* WORK TO BE COMPLETED *
Nothing may be dropped or added when the entries below are copied.

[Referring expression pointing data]

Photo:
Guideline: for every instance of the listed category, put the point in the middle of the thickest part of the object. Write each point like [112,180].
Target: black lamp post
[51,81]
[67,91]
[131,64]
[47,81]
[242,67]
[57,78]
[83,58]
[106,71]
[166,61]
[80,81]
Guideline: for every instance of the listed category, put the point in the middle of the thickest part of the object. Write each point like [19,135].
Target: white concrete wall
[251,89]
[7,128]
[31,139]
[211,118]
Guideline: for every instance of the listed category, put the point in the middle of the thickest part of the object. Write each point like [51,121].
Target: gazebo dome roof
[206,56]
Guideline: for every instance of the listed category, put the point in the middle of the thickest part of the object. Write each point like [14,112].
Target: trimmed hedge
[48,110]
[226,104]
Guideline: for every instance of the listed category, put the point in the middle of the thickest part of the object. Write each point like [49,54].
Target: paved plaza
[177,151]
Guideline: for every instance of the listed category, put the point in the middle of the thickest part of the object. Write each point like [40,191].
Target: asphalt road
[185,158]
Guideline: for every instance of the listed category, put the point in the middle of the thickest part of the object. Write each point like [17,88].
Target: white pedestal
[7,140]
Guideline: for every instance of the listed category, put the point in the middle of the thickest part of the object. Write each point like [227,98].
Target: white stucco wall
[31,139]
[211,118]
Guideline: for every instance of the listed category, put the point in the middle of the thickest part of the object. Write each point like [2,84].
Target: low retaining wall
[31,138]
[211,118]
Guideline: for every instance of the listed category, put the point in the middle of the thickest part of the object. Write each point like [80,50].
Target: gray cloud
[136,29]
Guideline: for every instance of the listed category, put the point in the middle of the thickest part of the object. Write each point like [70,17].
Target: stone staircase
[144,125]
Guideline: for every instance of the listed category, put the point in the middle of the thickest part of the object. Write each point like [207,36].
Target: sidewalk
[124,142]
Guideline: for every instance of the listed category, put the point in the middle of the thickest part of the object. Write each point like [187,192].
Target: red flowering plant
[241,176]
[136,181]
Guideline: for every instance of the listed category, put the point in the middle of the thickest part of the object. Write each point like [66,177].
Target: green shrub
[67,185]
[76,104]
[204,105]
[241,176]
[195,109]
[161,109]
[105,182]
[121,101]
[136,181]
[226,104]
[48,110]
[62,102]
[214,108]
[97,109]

* ANSWER TO THE EXERCISE *
Photo:
Guideline: for every instance of the listed category, put the point in the middle of the thickest part of the object. Write each point like [112,180].
Target: black lamp post
[51,81]
[67,91]
[131,64]
[47,81]
[242,67]
[57,78]
[83,58]
[106,71]
[166,61]
[80,81]
Guideline: for every instance of the listed category, put the point in the middle of the thickest part of the object. Write each point like [19,135].
Target: white concrete wall
[251,89]
[7,128]
[31,139]
[211,118]
Guideline: for every instance of the listed category, put the point in the middle of the thickest part of the object. Write each point like [51,121].
Target: gazebo dome roof
[206,56]
Guideline: for every instance of the listed category, put the point in the middle of the thickest part of the object. Write each point like [14,112].
Target: trimmed hedge
[48,110]
[226,104]
Guideline: for every instance of the listed category, put the point in the middle of the thickest part of the object. Write each point like [49,54].
Target: paved plaza
[177,151]
Guideline: for every instance of the listed category, put the point in the middle of the thickest part of the object. Write each point like [40,191].
Target: asphalt road
[185,158]
Guideline: for every instance of the listed category, put the point in the middle of the thickest part of the object. Write each point like [17,88].
Target: white pedestal
[7,140]
Guideline: for every instance of the listed category, put the point in the middle of the thickest part of the object. Write each point like [227,98].
Target: white stucco wall
[31,139]
[211,118]
Guideline: for every instance of the listed category, put the point in the middle of the thickest part of the object. Write each point like [2,84].
Target: low retaining wall
[31,138]
[211,118]
Guideline: for every instance of the listed category, put the point in the middle of the thickest part of the object. Write each point like [80,50].
Target: gray cloud
[136,29]
Guideline: for every instance of the listed category, put the point in the middle of the thickest part of the object. Write each point like [70,17].
Target: stone staircase
[144,125]
Guideline: for every instance of the listed category, put the point in the middle of the thickest part of the object. Write each point like [207,36].
Target: sidewalk
[124,142]
Guideline: for every instance of the listed category, put the point in the middle of the thickest part of the object. Write each point like [187,192].
Target: red flowering plant
[241,176]
[136,181]
Guideline: for every instance of the listed category, put the point in the middle of the thickest part of the object. Write each point like [66,177].
Target: green shrub
[67,185]
[76,104]
[204,105]
[241,176]
[195,109]
[161,109]
[105,182]
[121,101]
[136,181]
[226,104]
[48,110]
[62,102]
[214,108]
[97,109]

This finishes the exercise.